- Supplied passage
◇ ◇ ◇ ◇

India, with its annual rainfall of over 130 cm, varied topography and climate regimes support and sustain diverse and unique wetland habitats. Natural wetlands in India consists of the high altitude Himalayan lakes, followed by wetlands situated in the flood plains of the major river systems; saline and temporary wetlands of the arid and semi-arid regions; coastal wetlands such as lagoons, backwaters, and estuaries; mangrove swamps; coral reefs and marine wetlands, etc. In fact, with the exception of bogs, fens, and typical salt marshes, Indian wetlands cover the whole range of the ecosystem types found. The various reservoirs, shallow ponds, and numerous tanks support wetland biodiversity and add to the countries wetland wealth. It is estimated that wetland alone support 20 % of the known range of biodiversity in India (Deepa and Ramachandra 1999, Prasad et al. 2002). The total number of aquatic plant species exceeds 1200 and a partial list of animals and avifauna has been given by Gopal (1995). This biodiversity may help in improving agricultural production including fish production having trees on boundaries of wetlands, which contribute toward shade, shelter, and nutrition as litter.

◇ ◇ ◇ ◇

- Provided information
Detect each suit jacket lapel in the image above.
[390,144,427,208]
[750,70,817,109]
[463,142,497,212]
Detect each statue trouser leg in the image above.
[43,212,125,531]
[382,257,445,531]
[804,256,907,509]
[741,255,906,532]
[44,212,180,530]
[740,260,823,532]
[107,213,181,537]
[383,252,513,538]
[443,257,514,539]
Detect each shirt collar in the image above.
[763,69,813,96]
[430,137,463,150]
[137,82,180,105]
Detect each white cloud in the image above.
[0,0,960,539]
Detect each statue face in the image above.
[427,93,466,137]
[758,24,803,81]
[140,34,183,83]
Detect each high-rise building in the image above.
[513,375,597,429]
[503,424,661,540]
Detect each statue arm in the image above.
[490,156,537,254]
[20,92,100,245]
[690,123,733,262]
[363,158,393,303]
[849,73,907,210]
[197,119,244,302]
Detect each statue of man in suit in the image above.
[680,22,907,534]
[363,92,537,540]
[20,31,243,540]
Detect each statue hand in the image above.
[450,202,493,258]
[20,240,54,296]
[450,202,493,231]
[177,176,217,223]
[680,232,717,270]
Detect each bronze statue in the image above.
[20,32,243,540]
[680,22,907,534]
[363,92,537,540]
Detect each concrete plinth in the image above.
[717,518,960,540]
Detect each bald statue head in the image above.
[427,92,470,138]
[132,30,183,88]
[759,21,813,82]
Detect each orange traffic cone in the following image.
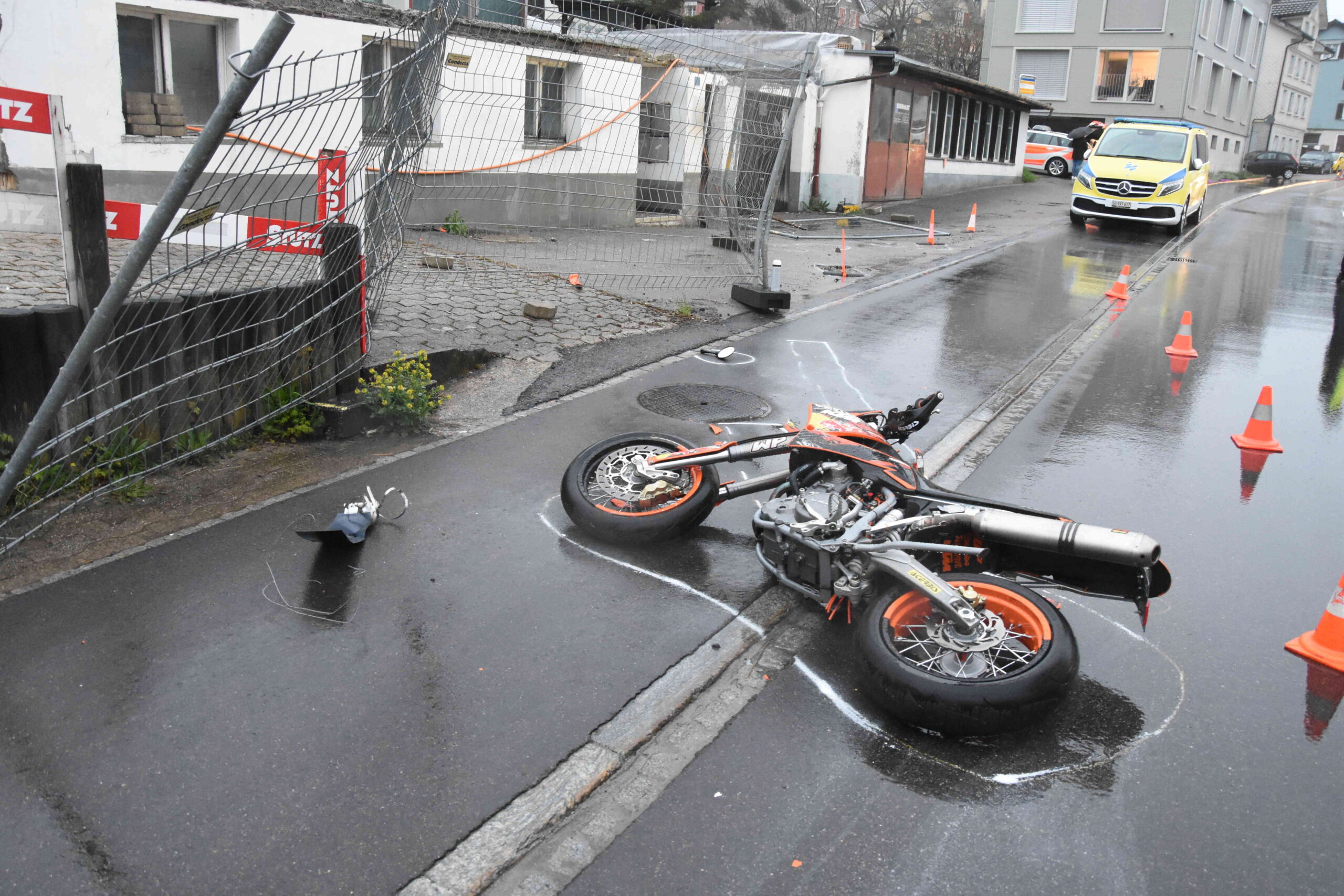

◇ ◇ ◇ ◇

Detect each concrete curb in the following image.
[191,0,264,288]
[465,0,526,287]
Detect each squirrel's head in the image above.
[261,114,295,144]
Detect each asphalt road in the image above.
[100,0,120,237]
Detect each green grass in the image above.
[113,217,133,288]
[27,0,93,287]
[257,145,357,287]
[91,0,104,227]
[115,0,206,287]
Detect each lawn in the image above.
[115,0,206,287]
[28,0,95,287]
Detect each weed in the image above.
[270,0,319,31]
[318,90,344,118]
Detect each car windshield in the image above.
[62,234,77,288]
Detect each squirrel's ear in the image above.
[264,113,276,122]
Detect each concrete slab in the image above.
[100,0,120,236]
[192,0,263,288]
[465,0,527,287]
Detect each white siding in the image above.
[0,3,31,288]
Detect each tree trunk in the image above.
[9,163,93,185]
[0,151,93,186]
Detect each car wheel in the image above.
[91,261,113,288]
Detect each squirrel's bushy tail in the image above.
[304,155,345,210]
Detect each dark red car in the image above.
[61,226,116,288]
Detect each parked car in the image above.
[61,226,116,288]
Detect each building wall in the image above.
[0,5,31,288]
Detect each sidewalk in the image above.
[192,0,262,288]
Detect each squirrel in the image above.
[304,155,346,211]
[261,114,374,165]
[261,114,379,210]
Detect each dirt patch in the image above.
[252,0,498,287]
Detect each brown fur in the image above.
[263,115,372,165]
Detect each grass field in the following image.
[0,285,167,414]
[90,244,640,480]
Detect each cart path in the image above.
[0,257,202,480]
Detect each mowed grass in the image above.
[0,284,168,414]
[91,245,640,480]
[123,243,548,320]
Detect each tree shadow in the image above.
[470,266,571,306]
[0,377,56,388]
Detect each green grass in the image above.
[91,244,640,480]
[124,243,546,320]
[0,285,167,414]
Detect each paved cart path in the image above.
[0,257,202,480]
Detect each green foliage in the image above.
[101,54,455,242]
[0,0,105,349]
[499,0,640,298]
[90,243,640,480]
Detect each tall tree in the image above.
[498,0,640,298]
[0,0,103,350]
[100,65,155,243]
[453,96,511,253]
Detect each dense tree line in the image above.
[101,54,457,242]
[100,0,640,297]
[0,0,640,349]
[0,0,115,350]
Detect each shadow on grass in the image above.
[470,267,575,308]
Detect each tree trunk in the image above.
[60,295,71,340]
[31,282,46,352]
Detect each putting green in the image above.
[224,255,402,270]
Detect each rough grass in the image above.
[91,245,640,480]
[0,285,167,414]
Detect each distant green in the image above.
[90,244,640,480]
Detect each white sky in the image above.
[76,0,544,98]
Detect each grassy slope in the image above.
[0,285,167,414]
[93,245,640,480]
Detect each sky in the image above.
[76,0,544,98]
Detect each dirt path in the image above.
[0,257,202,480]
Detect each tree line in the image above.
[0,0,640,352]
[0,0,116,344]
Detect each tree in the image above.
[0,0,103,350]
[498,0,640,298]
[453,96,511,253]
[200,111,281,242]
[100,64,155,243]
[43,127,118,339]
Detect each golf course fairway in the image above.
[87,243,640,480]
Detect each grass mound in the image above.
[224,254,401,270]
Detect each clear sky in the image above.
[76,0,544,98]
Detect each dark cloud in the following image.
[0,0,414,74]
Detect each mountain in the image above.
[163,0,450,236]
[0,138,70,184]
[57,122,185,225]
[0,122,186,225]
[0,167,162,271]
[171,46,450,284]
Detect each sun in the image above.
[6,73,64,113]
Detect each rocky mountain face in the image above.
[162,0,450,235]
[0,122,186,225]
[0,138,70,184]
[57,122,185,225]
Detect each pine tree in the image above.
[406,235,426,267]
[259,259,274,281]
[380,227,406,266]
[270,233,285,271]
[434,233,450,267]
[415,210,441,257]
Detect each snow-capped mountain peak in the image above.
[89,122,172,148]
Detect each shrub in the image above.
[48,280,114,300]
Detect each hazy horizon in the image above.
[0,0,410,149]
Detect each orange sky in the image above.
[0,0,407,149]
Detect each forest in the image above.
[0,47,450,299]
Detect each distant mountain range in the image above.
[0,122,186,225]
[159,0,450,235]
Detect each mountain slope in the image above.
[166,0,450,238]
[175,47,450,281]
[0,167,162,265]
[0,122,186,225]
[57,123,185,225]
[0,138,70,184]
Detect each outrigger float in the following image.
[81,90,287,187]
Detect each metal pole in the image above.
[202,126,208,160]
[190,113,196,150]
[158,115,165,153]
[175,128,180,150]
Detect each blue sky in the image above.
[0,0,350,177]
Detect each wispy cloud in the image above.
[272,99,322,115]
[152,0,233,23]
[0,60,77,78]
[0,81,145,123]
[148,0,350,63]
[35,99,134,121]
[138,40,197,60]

◇ ◇ ◇ ◇

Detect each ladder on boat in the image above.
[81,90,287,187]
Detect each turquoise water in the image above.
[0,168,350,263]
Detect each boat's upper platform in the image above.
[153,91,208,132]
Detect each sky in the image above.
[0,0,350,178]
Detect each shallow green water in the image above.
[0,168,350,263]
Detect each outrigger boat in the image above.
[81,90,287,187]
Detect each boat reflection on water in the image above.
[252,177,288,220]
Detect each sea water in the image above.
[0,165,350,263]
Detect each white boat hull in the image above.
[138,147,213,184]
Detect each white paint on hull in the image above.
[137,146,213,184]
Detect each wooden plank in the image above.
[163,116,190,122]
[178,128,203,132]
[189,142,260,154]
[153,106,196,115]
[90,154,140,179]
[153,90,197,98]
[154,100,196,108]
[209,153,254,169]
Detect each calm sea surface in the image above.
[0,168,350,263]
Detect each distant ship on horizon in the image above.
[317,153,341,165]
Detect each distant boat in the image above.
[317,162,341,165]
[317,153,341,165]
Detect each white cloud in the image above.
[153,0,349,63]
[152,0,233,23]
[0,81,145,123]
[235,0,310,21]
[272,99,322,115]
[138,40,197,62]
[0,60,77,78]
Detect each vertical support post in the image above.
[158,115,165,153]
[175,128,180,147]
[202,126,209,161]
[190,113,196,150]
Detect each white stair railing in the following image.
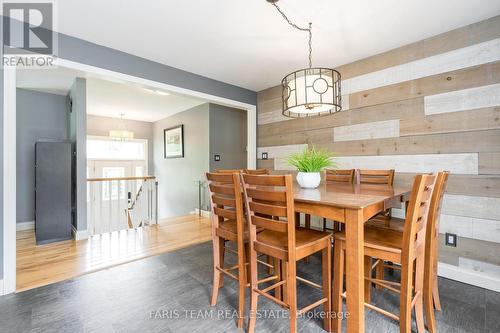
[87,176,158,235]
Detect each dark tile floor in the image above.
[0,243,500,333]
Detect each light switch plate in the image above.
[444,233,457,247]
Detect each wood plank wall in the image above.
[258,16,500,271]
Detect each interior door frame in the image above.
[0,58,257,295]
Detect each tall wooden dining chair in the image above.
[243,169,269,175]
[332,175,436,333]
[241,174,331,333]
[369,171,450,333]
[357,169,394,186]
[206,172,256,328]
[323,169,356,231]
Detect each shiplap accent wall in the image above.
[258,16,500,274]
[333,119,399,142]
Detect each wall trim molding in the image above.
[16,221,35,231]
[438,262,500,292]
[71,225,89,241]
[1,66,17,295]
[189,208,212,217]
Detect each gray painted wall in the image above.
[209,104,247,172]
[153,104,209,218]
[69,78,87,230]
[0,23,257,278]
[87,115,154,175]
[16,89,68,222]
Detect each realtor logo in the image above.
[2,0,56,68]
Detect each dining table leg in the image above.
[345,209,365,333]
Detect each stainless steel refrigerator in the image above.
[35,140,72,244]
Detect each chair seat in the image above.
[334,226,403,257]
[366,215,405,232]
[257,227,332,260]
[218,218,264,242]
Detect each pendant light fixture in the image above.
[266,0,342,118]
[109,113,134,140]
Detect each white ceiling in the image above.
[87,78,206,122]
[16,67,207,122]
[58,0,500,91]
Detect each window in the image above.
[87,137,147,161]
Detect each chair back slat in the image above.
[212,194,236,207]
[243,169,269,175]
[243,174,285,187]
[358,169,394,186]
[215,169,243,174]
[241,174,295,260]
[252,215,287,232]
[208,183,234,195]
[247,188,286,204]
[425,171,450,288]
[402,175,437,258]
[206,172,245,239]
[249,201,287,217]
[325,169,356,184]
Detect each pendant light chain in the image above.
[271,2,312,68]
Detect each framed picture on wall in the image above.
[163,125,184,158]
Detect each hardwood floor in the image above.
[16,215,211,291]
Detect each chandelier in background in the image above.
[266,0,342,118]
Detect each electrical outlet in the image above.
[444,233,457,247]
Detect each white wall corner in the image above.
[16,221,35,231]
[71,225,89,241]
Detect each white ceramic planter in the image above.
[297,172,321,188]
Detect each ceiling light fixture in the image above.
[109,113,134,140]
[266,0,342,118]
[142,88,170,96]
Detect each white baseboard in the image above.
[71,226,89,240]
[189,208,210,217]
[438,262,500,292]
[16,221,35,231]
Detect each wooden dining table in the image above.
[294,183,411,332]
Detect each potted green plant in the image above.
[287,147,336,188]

◇ ◇ ◇ ◇

- Actions to take
[A] Which wetland ecosystem types does the passage on Indian wetlands say are not found in India?
[B] Answer these from the passage on Indian wetlands:
(i) How much rain does India receive each year?
(ii) What share of India's known biodiversity are wetlands estimated to support?
(iii) How many aquatic plant species are there in total?
Work only from the passage on Indian wetlands, not from the material.

- Expected results
[A] Bogs, fens, and typical salt marshes.

[B]
(i) Over 130 cm.
(ii) 20%.
(iii) More than 1200.